▶ [WORK REQUIRED] Count how many of the lines below contain the string "every", and reply with the number alone.
━━ RECORDS FOR THE EXERCISE
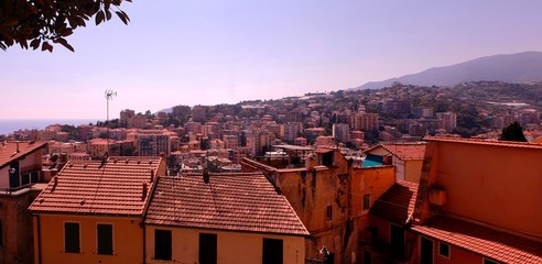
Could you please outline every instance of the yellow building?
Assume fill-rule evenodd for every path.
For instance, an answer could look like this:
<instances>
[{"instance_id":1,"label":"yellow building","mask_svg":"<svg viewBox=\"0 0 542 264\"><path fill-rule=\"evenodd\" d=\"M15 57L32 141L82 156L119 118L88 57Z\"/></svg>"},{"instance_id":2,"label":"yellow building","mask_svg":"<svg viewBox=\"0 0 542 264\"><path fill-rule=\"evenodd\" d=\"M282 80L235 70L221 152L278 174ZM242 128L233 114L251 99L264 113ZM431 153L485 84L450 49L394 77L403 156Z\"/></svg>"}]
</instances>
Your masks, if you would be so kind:
<instances>
[{"instance_id":1,"label":"yellow building","mask_svg":"<svg viewBox=\"0 0 542 264\"><path fill-rule=\"evenodd\" d=\"M307 230L262 174L159 177L147 263L305 263Z\"/></svg>"},{"instance_id":2,"label":"yellow building","mask_svg":"<svg viewBox=\"0 0 542 264\"><path fill-rule=\"evenodd\" d=\"M143 212L165 160L68 162L30 206L35 263L141 263Z\"/></svg>"},{"instance_id":3,"label":"yellow building","mask_svg":"<svg viewBox=\"0 0 542 264\"><path fill-rule=\"evenodd\" d=\"M290 154L283 161L299 160ZM324 147L297 164L281 162L274 167L269 162L243 158L241 166L243 172L263 172L284 194L311 233L307 258L322 261L325 246L334 263L360 261L364 238L359 233L369 227L375 200L394 184L394 167L357 168L338 148Z\"/></svg>"},{"instance_id":4,"label":"yellow building","mask_svg":"<svg viewBox=\"0 0 542 264\"><path fill-rule=\"evenodd\" d=\"M44 187L41 169L46 153L46 142L0 143L0 263L34 261L26 208Z\"/></svg>"}]
</instances>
━━━━
▶ [WRITTEN RESPONSE] 2